▶ Text:
Mayor of Giv'at Shmuel
- Incumbent
- Assumed office 11 November 2008
- Preceded by: Zamir Ben-Ari

Member of the Giv'at Shmuel City Council
- In office 28 October 2003 – 11 November 2008

Personal details
- Born: Yosef Brodny 15 January 1971 (age 55) Hadera, Israel
- Party: Yisrael Beiteinu (since 2024)
- Other political affiliations: National Religious Party (2003–2008) Likud (2008–2022) The Jewish Home (2022–2023) Religious Zionist Party (2023–2024)
- Spouse: Einat Brodny
- Children: 4
- Education: Yeshivat Kerem B'Yavneh
- Alma mater: Reichman University

Military service
- Allegiance: Israel
- Branch/service: Paratroopers Brigade
- Unit: Battalion 202

= Yossi Brodny =

Israeli politician

Yosef "Yossi" Brodny (יוסי ברודני; born 15 January 1971) is an Israeli politician who was the head of the electoral slate for The Jewish Home for the 2022 Israeli legislative election and has been the mayor of the Israeli city of Giv'at Shmuel since 2008.

==Early life==
Brodny was born in Hadera. His maternal grandparents were born in Czechoslovakia. He served in the Israel Defense Forces between 1989 until 1996, in the Paratroopers Brigade.

==Political career==
From 2003 to 2008, Brodny served as member of Giv'at Shmuel council. In 2008, he was elected mayor of Giv'at Shmuel. In 2008, he joined the Likud party. In October 2013, he was elected mayor again, this time without competing. On 18 July 2022, he was elected to the first position on The Jewish Home's electoral list for the 2022 Israeli legislative election. Brodny is reelected a fifth time as the mayor of Giv'at Shmuel in February 2024 during the Israeli municipal elections. In September 2024 it was reported he joined Yisrael Beiteinu.

Brodny was left off the party's slate ahead of the 2026 Israeli legislative election.

▶ Information supplied:
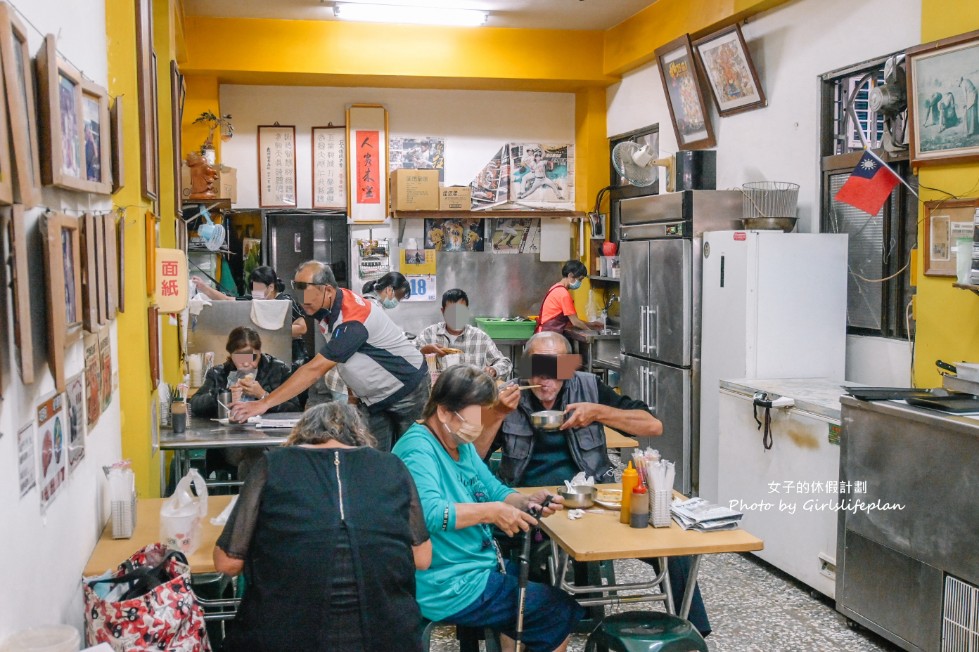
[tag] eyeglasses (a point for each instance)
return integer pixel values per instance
(299, 286)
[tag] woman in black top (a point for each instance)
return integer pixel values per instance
(328, 532)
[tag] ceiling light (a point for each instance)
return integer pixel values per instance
(413, 15)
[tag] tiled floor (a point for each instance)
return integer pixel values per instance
(753, 608)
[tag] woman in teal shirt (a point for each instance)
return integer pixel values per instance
(468, 582)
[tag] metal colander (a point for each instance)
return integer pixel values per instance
(769, 199)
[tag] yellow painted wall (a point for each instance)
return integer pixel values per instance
(947, 317)
(135, 392)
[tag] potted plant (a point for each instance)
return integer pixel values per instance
(213, 122)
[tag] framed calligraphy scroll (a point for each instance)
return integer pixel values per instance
(329, 167)
(276, 166)
(367, 165)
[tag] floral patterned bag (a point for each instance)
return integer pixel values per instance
(156, 609)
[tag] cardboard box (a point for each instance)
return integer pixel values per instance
(455, 198)
(414, 190)
(526, 175)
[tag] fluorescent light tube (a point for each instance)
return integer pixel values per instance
(412, 15)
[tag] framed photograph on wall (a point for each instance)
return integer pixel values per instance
(946, 221)
(18, 278)
(367, 163)
(62, 260)
(18, 78)
(943, 107)
(276, 166)
(729, 71)
(684, 95)
(329, 167)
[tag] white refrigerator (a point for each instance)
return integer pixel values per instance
(774, 306)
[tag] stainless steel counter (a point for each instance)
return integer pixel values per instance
(907, 558)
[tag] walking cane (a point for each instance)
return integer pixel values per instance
(524, 576)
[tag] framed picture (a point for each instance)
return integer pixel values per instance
(729, 72)
(91, 260)
(684, 95)
(97, 145)
(276, 166)
(367, 168)
(146, 95)
(18, 78)
(329, 167)
(62, 258)
(18, 278)
(942, 101)
(945, 222)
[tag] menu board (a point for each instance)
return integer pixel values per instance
(276, 166)
(329, 167)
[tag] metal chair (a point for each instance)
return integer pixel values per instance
(646, 631)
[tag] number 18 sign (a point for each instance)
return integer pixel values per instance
(422, 288)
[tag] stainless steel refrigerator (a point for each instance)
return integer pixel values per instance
(660, 261)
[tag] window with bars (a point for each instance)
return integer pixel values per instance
(878, 288)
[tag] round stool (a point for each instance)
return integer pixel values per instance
(646, 631)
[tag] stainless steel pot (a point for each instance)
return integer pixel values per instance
(547, 419)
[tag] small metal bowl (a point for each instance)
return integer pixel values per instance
(547, 419)
(580, 497)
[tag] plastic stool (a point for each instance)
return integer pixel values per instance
(646, 631)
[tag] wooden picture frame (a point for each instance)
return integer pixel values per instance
(96, 130)
(118, 146)
(146, 96)
(940, 79)
(685, 95)
(18, 78)
(90, 282)
(729, 72)
(367, 163)
(19, 278)
(329, 164)
(62, 258)
(111, 262)
(62, 138)
(276, 166)
(945, 221)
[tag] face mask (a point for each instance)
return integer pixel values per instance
(467, 432)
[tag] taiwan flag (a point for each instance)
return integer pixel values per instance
(869, 185)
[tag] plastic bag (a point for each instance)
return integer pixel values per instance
(183, 514)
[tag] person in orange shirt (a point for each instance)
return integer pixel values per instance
(557, 311)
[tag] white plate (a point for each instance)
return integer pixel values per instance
(608, 504)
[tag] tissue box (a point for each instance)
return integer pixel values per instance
(526, 175)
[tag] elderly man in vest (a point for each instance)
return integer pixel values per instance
(533, 457)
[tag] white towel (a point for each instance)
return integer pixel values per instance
(270, 315)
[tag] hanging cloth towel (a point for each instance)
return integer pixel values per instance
(270, 315)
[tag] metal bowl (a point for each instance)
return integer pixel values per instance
(580, 497)
(786, 224)
(547, 419)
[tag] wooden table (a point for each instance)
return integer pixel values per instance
(599, 536)
(109, 552)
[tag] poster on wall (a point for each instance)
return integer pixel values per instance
(329, 167)
(51, 447)
(367, 169)
(418, 154)
(105, 356)
(93, 381)
(26, 466)
(76, 421)
(276, 166)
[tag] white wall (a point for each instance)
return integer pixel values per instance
(791, 46)
(43, 555)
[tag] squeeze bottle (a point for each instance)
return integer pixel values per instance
(630, 478)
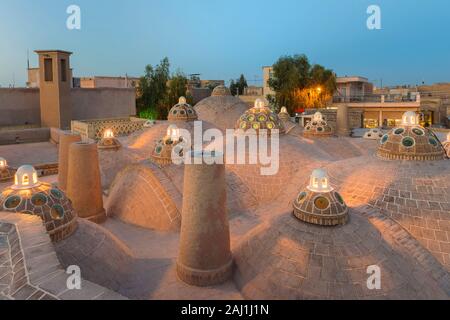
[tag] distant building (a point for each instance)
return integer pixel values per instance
(253, 91)
(51, 101)
(352, 89)
(86, 82)
(267, 75)
(106, 82)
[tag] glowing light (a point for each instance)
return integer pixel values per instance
(259, 103)
(173, 132)
(182, 100)
(319, 181)
(108, 134)
(317, 116)
(25, 178)
(410, 118)
(3, 164)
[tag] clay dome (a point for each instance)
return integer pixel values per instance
(319, 203)
(293, 260)
(258, 118)
(412, 193)
(410, 141)
(6, 173)
(284, 114)
(221, 91)
(30, 196)
(109, 141)
(221, 109)
(318, 127)
(446, 145)
(182, 111)
(164, 148)
(373, 134)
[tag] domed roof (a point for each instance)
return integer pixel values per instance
(25, 178)
(319, 203)
(221, 91)
(410, 141)
(108, 141)
(182, 111)
(167, 146)
(6, 173)
(446, 145)
(29, 196)
(318, 127)
(284, 114)
(373, 134)
(221, 109)
(289, 259)
(258, 118)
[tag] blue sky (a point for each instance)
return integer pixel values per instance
(222, 39)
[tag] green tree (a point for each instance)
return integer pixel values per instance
(242, 84)
(152, 89)
(298, 84)
(238, 86)
(177, 88)
(233, 87)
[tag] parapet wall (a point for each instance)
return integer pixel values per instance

▶ Directions:
[a] Translate this sentence from the Brodny biography above into Spanish: "His maternal grandparents were born in Czechoslovakia."
[b] Please list every political party that the Brodny biography names as one Brodny has belonged to.
[c] Reproduce the passage of the Brodny biography that opens with the words containing "Military service" and closes with "the Paratroopers Brigade.".

▶ Replies:
[a] Sus abuelos maternos nacieron en Checoslovaquia.

[b]
- National Religious Party
- Likud
- The Jewish Home
- Religious Zionist Party
- Yisrael Beiteinu

[c]
Military service
- Allegiance: Israel
- Branch/service: Paratroopers Brigade
- Unit: Battalion 202

= Yossi Brodny =

Israeli politician

Yosef "Yossi" Brodny (יוסי ברודני; born 15 January 1971) is an Israeli politician who was the head of the electoral slate for The Jewish Home for the 2022 Israeli legislative election and has been the mayor of the Israeli city of Giv'at Shmuel since 2008.

==Early life==
Brodny was born in Hadera. His maternal grandparents were born in Czechoslovakia. He served in the Israel Defense Forces between 1989 until 1996, in the Paratroopers Brigade.